Stated task a: State how many lines of the rows contain the string "pitched". Case counts.

Given passage:
Method for obtaining a selective surface for collectors of solar and other radiation

The present invention relates to selective surfaces for collectors of solar and other thermally useful radiation. According to the invention, a zinc-coated metal plate having a thickness of between 2.mu. and 30.mu. is immersed in an alkaline bath containing 2 to 30 g/l OH.sup.- and comprising sodium nitrate and sodium hydroxide. Subsequently, the anodized plate is passivated in an acidic bath which contains more than 2 g/l H.sup.+. Preferred constituents in the acidic bath are selected from acidic phosphate salts, oxalic acid, chromium ions, sulfuric acid or mixtures of two or more thereof. The selective thermal radiation collector surfaces obtained possess improved radiation properties, being capable of maintaining them even under corrosive conditions.

The present invention relates to selective surfaces for collectors of solar 
and other thermally useful radiation. More particularly, the invention 
relates to an improved selective surface for such collectors capable of 
withstanding severe corrosive conditions. 
A common type of collector for solar and other radiation, used for heating 
water, comprises an absorber plate, which absorbs the radiation and 
transfers the resulting heat to the water; one or more glass covers to 
prevent the plates being cooled by the wind; and some means of insulation 
at the back of the plate. It is a well known practice to use black 
coloring to enhance the absorption of radiation and to reduce heat 
reflection. As a plate heats up, it loses heat to the surroundings in 
three ways: (a) by thermal radiation, (b) by convection in the air gap 
between the absorber and the glass cover, and (c) by heat loss through the 
back of the absorber. 
Heat loss by radiation constituting a major portion of overall losses, most 
of the research in the field is concentrated on how to reduce this kind of 
heat loss. As is well known, all heated bodies emit thermal radiation, the 
amount of such radiation being a function of a property of the surface 
called emissivity (.epsilon.) and, to a lesser extent, a function of the 
surroundings. A solar collector surface is called selective if its 
adsorption co-efficient (.alpha.) is high while its emission coefficient 
(.epsilon.) is low. 
Blackening a metal surface by dyeing is the least expensive method but its 
principal disadvantage is the poor fastness of the color and particularly 
its low resistance to sunlight. For this reason, electrolytic treatments 
are preferred for the purpose, enabling the thickness and the related 
properties of the coatings to be closely controlled. 
The main requirements for a practical selective surface of a thermal 
radiation collector are: 
(a) High thermal radiation absorptivity (.alpha.); 
(b) Low thermal emittance (.epsilon.); 
(c) Stability against atmospheric corrosion; 
(d) Applicability to given substrate materials; and 
(e) Reasonable cost. 
A selective coating applied to a solar radiation absorber sheet, for 
example, provides the practical advantage of increasing the efficiency of 
the heating process by reducing re-radiation heat losses from the 
collector of which the sheet forms part. The hotter the absorber sheet, 
the more heat will be transferred to the circulating fluid, whereby the 
overall performance of the systems is enhanced.

Contour labeling entries:
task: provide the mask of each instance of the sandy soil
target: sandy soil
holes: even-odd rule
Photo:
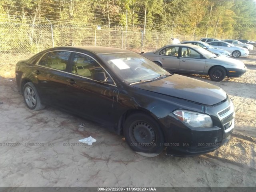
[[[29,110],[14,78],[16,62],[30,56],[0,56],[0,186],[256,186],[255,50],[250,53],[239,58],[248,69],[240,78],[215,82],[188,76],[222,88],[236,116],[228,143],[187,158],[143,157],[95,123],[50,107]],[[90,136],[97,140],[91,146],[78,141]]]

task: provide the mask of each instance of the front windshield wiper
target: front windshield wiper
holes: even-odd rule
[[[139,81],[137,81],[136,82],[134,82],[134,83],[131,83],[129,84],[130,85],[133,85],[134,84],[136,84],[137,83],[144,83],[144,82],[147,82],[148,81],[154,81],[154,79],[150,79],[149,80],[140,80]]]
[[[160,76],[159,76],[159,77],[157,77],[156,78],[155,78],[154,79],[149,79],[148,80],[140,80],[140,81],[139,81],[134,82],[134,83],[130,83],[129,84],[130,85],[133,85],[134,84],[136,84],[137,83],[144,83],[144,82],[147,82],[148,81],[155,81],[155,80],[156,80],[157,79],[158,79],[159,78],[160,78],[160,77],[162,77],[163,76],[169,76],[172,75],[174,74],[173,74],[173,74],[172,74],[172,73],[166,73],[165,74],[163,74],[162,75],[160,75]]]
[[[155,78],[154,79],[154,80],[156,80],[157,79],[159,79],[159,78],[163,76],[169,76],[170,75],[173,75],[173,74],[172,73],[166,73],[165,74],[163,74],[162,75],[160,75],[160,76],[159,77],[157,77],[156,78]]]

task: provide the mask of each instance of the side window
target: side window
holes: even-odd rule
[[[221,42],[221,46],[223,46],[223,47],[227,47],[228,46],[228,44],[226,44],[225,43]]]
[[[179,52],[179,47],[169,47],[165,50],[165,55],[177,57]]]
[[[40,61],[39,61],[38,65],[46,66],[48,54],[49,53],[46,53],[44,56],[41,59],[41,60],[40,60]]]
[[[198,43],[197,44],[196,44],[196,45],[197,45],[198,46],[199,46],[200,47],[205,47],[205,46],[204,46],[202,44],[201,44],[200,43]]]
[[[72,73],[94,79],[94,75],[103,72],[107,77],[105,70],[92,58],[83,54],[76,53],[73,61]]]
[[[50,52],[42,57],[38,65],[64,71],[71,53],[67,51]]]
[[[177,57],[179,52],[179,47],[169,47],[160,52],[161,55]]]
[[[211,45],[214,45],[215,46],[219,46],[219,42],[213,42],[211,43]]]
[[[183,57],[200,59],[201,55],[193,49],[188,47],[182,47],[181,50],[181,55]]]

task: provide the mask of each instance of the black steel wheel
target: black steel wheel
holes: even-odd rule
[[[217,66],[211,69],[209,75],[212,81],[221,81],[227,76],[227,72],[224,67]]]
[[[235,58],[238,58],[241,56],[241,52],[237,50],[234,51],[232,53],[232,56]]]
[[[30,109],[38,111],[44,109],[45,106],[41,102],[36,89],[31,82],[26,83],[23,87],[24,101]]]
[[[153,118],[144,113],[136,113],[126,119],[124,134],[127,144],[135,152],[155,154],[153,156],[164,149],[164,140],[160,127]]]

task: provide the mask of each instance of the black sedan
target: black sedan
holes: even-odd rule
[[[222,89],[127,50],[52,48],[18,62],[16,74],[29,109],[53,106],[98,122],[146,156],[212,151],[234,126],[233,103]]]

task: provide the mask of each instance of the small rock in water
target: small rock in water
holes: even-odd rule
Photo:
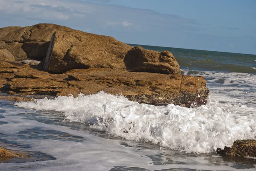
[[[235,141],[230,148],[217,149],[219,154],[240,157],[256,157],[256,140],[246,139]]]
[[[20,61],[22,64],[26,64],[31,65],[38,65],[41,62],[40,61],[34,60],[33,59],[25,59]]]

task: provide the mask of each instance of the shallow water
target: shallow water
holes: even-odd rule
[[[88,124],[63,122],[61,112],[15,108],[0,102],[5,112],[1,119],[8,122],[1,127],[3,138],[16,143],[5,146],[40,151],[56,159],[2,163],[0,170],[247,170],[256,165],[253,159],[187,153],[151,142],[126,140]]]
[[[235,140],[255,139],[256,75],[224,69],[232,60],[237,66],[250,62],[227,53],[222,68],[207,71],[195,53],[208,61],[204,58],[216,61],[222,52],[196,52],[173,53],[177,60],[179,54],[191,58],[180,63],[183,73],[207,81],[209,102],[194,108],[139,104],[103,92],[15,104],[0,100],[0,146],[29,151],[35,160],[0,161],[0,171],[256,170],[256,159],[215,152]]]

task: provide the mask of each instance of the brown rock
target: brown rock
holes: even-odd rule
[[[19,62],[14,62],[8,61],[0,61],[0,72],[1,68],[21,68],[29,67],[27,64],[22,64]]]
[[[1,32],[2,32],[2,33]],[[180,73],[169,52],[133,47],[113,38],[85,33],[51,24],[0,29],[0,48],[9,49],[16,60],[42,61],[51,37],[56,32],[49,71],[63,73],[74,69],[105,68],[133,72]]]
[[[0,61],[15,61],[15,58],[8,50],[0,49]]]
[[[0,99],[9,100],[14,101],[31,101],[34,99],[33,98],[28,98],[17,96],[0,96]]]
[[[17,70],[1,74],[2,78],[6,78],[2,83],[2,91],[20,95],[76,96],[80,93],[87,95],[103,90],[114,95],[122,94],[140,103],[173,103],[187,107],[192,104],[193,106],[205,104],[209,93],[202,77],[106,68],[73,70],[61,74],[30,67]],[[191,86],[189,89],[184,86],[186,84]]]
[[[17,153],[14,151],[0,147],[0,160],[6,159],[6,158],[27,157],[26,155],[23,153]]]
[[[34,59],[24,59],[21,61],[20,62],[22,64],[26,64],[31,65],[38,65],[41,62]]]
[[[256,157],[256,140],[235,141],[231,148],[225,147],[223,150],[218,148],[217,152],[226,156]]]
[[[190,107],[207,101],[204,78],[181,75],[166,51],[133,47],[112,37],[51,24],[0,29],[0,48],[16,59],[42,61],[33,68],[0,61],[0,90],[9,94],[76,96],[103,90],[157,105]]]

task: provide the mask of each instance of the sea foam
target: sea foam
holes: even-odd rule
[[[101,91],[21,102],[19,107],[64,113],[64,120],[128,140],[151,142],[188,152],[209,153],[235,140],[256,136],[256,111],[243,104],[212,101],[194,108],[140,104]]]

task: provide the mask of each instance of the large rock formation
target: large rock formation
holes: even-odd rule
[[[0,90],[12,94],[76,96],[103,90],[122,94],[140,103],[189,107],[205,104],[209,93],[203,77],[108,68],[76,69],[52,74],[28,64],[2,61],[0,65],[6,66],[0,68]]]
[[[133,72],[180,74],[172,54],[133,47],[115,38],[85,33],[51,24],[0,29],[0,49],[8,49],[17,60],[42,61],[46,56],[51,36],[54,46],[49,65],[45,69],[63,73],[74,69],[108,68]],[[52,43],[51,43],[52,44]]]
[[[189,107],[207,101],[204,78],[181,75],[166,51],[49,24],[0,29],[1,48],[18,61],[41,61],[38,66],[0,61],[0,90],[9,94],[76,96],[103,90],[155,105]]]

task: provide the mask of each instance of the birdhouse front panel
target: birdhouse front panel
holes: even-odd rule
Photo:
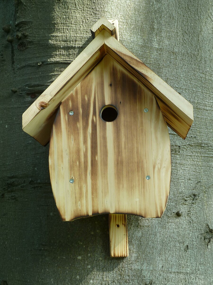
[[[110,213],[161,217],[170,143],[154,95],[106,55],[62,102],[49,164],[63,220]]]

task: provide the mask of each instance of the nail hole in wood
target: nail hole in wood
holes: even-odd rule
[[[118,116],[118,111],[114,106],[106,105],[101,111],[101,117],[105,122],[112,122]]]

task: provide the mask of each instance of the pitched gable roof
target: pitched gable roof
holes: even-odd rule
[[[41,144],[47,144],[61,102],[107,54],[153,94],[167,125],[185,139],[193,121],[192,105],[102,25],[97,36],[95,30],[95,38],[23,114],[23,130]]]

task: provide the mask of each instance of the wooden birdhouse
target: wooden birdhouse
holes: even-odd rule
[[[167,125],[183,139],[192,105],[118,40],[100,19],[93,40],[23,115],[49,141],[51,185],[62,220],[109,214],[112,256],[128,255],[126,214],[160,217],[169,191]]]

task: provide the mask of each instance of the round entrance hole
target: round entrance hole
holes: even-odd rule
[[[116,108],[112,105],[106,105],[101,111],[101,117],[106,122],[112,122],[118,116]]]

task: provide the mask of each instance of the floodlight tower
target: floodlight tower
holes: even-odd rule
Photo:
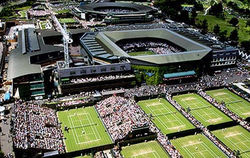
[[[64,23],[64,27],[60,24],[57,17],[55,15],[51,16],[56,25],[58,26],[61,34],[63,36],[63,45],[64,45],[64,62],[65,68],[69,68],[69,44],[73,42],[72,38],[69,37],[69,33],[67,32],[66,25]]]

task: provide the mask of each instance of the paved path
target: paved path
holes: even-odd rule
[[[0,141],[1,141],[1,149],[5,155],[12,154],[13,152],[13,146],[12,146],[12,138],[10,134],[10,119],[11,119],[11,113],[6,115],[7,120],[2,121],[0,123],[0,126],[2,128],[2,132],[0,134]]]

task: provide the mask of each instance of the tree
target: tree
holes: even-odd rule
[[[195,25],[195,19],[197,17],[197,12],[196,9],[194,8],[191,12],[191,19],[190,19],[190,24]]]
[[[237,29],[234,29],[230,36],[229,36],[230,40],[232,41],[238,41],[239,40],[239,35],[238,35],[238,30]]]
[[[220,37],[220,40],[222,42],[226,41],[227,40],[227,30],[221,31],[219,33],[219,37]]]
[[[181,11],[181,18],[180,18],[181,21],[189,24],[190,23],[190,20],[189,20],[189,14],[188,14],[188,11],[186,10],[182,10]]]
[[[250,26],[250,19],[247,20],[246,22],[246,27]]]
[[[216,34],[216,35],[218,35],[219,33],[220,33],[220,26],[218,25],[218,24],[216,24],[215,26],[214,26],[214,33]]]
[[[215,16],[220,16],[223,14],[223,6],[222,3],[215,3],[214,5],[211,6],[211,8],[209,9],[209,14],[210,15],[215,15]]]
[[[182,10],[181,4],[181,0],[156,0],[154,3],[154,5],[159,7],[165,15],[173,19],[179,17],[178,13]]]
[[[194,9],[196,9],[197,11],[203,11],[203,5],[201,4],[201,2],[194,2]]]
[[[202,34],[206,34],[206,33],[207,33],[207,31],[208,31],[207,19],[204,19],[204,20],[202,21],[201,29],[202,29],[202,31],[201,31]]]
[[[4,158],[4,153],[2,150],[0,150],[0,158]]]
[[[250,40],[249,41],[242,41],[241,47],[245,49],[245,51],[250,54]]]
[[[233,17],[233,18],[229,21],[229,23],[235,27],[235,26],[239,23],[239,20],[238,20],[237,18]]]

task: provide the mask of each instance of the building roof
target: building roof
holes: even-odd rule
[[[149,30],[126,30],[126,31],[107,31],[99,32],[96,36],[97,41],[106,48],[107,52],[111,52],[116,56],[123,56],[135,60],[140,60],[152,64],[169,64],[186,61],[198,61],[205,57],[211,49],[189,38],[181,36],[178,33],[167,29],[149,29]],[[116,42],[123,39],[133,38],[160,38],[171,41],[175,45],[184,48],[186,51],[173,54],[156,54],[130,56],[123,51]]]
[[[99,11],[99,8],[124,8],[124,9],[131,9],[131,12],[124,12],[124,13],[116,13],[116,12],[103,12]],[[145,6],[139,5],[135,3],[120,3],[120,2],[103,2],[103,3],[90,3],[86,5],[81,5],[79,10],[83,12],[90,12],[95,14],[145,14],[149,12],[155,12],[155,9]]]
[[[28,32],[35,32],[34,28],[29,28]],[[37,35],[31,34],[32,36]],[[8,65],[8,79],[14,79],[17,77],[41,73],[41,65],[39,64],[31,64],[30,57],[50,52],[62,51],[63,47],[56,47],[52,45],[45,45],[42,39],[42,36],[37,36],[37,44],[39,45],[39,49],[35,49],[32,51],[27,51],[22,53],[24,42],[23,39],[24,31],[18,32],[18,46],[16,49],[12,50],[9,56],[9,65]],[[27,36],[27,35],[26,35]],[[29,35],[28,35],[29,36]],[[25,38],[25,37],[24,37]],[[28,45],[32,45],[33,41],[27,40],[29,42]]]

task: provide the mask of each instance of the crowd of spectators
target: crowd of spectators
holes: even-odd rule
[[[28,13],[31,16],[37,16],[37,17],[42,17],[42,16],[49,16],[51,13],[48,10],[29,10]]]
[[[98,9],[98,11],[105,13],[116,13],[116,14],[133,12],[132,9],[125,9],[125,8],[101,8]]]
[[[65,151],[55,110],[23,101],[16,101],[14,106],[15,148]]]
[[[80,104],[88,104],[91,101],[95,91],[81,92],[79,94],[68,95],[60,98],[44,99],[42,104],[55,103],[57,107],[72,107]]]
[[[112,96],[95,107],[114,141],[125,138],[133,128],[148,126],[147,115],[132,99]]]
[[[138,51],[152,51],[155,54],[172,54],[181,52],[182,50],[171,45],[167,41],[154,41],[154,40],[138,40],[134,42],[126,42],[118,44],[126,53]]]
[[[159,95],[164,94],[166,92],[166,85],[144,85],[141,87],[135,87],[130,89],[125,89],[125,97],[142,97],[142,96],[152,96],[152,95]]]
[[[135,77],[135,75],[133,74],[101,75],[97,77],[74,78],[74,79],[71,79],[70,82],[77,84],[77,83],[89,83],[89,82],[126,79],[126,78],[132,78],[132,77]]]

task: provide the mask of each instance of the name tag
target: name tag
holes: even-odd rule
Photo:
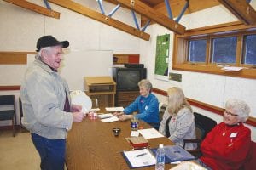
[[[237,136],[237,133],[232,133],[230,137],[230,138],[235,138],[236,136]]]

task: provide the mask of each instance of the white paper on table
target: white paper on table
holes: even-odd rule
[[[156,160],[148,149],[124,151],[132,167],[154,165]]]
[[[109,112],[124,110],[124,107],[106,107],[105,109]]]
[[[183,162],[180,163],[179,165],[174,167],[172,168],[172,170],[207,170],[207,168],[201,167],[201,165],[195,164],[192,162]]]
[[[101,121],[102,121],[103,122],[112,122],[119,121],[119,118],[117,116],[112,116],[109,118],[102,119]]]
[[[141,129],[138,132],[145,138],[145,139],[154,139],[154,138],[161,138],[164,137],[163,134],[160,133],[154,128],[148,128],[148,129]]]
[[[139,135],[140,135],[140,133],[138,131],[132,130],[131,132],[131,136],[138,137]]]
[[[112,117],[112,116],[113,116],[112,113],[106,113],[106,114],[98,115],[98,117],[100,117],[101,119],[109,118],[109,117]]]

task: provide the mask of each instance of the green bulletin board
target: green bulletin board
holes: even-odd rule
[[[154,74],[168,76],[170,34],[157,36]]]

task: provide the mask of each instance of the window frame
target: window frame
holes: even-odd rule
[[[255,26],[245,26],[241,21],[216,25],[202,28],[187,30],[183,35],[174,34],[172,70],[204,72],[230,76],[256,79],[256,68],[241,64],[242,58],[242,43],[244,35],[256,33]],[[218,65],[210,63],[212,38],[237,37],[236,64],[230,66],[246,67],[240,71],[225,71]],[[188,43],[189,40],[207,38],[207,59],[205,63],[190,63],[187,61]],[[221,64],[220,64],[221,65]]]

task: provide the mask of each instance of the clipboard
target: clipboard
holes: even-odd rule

Stated task b:
Answer these questions from the solar collector text:
(i) In what three ways does a heated absorber plate lose heat to its surroundings?
(ii) What is the principal disadvantage of blackening a metal surface by dyeing?
(iii) What is the last of the main requirements listed for a practical selective surface?

Worked solution a: 2

Worked solution b:
(i) By thermal radiation, by convection in the air gap between the absorber and the glass cover, and by heat loss through the back of the absorber.
(ii) The poor fastness of the color, particularly its low resistance to sunlight.
(iii) Reasonable cost.